Saturday, September 8, 2007

Chinese Unsafe Products

This is from the Washington Post (September 4th).

Some extract:

After hearing about dangerous Chinese products elsewhere, Indonesia this summer began testing popular Chinese-made items on
its own store shelves. What it found has added to the list of horrors:
mercury-laced makeup that turns skin black, dried fruit spiked with
industrial chemicals, carcinogenic children's candy.

The Chinese government called up in August saying it had a possible
solution. Husniah Rubiana Thamrin Akib, head of Indonesia's top food and drug safety agency, was pleased and welcomed her counterparts to her office.

But according to Husniah, the Chinese suggested Indonesia lower its safety standards. Husniah said she was "very upset and very surprised." "I said to them, 'I respect your standards for your country. I hope you respect ours," Husniah said.

**Rows from a dataset**:
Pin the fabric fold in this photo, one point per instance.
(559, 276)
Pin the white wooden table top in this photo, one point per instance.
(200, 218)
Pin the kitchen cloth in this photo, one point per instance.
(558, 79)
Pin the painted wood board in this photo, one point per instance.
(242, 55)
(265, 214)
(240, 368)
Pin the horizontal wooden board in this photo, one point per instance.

---

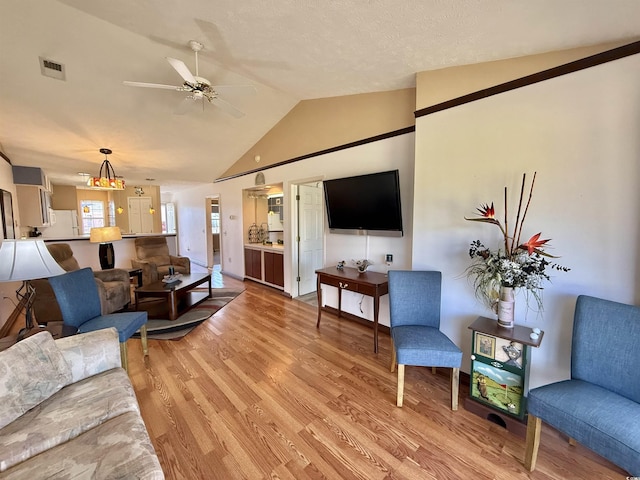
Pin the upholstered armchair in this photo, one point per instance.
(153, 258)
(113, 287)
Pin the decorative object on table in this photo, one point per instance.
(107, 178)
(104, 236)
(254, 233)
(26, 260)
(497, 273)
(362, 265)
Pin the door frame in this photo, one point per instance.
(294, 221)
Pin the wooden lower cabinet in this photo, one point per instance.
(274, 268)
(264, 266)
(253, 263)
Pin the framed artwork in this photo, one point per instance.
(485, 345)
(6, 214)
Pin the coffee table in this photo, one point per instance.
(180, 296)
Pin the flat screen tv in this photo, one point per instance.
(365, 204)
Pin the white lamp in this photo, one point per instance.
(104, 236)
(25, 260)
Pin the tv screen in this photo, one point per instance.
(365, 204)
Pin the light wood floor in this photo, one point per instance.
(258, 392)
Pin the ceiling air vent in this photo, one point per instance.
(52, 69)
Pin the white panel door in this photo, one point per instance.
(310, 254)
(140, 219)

**SET OF TASKS**:
1. In the post on Chinese unsafe products, repeat the passage that begins at the words "Saturday, September 8, 2007" and stops after the words "carcinogenic children's candy.".
2. List the hazardous Chinese-made products that the post on Chinese unsafe products says Indonesia found on its store shelves.

**SOLUTIONS FOR EACH TASK**:
1.
Saturday, September 8, 2007

Chinese Unsafe Products

This is from the Washington Post (September 4th).

Some extract:

After hearing about dangerous Chinese products elsewhere, Indonesia this summer began testing popular Chinese-made items on
its own store shelves. What it found has added to the list of horrors:
mercury-laced makeup that turns skin black, dried fruit spiked with
industrial chemicals, carcinogenic children's candy.

2.
- mercury-laced makeup that turns skin black
- dried fruit spiked with industrial chemicals
- carcinogenic children's candy